- **What you are asked to do**
Count the lines below that contain the word "front", treating case as significant, and give only the number.

* * * * *

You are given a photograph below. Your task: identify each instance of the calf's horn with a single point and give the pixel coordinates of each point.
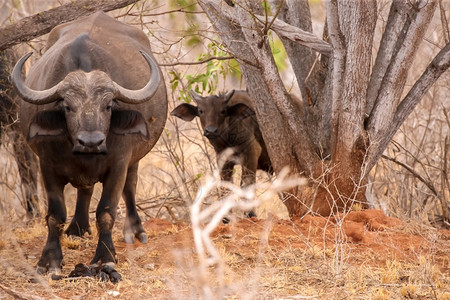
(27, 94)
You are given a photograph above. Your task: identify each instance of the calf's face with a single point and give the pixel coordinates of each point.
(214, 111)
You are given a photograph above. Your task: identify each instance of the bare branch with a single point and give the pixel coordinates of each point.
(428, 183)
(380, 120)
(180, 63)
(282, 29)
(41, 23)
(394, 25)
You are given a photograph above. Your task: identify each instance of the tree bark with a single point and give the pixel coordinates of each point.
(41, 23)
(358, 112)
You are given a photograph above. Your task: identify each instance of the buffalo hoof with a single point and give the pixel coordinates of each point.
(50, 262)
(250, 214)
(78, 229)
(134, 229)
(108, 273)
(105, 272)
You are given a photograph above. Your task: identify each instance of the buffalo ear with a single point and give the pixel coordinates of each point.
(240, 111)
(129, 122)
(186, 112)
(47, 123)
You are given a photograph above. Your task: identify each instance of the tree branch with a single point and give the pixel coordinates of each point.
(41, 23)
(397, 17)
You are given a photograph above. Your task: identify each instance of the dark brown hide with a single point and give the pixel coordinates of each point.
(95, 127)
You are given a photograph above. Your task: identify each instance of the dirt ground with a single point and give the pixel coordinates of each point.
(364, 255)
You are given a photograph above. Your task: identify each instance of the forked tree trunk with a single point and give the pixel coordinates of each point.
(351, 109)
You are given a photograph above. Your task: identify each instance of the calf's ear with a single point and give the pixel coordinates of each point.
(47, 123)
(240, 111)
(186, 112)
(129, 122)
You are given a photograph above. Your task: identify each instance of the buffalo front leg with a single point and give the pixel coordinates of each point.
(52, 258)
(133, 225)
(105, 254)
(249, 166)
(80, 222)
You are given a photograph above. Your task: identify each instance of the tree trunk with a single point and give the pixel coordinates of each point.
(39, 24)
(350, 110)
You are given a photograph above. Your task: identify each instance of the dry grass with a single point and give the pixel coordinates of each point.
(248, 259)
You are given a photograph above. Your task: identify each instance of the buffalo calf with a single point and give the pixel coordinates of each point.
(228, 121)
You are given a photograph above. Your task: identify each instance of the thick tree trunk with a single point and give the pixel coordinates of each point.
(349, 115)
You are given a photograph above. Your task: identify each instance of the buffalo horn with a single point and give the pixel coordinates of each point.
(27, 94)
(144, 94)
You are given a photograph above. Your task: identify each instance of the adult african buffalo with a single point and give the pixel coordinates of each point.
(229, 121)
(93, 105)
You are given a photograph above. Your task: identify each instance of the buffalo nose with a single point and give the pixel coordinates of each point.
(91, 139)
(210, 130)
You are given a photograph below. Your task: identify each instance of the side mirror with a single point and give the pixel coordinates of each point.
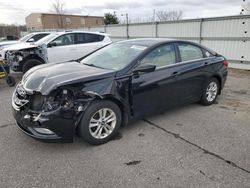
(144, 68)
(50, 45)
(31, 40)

* * * * *

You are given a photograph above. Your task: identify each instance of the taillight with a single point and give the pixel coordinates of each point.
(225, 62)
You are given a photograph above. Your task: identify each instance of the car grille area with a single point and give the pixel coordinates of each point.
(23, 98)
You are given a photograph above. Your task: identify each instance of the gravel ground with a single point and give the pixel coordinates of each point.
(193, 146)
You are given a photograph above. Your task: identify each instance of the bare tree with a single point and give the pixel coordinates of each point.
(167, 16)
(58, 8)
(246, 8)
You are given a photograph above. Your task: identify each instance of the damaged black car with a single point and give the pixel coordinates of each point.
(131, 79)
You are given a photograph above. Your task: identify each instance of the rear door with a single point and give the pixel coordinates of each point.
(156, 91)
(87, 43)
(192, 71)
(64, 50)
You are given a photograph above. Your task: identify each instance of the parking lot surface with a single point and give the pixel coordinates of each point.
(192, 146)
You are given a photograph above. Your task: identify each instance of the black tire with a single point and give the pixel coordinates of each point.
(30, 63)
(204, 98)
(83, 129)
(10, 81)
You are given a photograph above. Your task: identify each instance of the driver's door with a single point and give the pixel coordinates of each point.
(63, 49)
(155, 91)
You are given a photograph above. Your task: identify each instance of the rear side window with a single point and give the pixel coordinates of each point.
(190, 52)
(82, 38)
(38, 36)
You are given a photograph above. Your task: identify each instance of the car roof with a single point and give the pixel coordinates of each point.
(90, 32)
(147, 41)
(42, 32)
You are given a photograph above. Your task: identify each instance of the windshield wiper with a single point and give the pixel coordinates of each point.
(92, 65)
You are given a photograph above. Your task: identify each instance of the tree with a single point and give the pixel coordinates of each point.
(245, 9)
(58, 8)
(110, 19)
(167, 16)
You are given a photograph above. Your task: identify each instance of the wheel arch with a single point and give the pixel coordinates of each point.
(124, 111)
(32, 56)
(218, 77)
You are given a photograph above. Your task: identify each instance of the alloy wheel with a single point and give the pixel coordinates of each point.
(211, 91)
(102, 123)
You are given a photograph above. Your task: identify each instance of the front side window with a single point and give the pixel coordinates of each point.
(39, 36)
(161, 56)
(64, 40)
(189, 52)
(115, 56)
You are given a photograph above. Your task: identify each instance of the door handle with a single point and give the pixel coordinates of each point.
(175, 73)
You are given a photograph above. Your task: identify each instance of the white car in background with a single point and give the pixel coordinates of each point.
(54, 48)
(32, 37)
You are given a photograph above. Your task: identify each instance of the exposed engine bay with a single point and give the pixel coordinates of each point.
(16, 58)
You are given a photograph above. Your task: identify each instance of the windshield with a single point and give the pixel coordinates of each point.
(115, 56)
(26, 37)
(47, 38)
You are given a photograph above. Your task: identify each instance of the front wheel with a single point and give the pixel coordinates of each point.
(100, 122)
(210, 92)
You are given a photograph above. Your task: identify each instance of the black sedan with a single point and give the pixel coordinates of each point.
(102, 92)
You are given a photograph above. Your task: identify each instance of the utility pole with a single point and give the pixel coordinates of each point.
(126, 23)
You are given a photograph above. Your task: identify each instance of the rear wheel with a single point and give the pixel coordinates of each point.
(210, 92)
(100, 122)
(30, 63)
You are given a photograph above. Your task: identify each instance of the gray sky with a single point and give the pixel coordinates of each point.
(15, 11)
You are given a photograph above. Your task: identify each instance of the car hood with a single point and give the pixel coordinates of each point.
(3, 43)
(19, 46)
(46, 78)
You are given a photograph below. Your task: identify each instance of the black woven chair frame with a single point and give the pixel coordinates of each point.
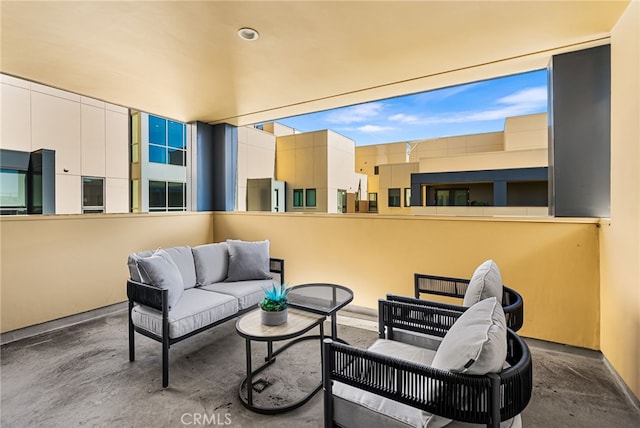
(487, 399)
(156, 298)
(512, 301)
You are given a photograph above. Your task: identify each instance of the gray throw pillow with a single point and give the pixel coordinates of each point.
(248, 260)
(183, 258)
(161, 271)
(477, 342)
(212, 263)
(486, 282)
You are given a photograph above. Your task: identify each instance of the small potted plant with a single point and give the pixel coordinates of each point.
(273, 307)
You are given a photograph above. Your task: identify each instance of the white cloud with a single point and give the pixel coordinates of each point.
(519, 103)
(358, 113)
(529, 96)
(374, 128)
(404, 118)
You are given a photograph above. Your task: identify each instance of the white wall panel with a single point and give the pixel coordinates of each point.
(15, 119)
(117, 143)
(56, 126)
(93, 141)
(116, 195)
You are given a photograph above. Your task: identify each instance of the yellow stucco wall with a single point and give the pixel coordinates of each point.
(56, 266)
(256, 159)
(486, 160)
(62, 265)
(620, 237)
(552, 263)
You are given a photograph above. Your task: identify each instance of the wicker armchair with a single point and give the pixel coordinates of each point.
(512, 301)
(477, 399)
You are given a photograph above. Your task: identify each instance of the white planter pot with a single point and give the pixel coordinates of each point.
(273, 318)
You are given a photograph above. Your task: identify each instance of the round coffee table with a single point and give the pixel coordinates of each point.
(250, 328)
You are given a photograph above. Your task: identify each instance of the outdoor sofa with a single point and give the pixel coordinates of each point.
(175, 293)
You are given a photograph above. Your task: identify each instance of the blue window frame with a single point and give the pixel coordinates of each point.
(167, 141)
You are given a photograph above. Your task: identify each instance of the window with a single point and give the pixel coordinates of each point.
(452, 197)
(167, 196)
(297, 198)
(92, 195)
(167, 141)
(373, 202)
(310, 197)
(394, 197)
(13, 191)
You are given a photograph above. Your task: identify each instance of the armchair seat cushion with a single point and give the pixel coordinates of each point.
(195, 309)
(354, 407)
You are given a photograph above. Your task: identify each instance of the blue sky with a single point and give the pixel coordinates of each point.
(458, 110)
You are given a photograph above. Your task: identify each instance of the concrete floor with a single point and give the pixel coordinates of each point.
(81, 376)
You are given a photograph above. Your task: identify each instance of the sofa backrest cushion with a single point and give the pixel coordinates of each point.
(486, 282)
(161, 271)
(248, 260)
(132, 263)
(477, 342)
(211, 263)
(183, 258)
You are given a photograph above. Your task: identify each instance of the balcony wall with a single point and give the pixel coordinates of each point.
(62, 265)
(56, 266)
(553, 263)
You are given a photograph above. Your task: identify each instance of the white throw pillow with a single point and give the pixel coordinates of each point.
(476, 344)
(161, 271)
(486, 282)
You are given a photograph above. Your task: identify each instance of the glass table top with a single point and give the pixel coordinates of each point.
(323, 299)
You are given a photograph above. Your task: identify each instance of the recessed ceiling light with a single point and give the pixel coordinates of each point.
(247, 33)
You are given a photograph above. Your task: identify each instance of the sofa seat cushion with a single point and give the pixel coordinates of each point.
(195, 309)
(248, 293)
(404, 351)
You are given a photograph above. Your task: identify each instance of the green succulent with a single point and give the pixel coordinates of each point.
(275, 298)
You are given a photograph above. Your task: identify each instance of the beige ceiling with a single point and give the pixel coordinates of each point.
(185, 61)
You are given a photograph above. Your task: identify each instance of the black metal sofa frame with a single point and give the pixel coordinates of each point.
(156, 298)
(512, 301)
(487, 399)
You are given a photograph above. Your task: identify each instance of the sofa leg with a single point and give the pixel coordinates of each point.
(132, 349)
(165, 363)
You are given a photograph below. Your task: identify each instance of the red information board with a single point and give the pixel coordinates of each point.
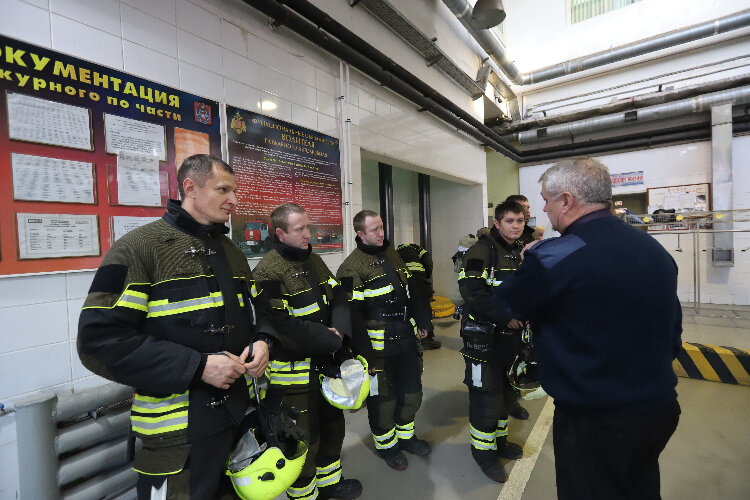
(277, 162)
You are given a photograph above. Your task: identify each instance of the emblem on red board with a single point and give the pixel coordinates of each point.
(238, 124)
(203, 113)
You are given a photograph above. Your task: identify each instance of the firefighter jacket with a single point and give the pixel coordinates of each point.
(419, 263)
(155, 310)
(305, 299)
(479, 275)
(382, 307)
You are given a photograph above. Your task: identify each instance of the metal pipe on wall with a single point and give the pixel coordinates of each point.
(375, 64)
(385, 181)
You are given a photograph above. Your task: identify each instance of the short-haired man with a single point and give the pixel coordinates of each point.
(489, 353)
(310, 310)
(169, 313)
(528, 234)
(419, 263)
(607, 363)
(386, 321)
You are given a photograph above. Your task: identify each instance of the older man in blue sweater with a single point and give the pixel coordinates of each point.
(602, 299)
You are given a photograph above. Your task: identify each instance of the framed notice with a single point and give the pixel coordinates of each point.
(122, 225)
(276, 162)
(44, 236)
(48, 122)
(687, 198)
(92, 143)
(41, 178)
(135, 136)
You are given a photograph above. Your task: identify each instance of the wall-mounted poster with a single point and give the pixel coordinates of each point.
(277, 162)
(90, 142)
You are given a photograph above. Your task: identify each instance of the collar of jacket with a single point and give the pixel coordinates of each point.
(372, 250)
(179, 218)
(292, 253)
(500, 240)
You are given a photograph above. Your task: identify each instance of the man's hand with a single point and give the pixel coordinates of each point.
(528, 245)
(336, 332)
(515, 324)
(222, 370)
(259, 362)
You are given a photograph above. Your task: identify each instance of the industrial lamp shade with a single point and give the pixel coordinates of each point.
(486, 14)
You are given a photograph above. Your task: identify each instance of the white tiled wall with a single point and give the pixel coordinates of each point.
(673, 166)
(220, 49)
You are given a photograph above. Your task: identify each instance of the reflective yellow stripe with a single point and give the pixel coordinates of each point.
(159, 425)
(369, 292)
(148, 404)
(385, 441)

* * * * *

- **Full solution**
3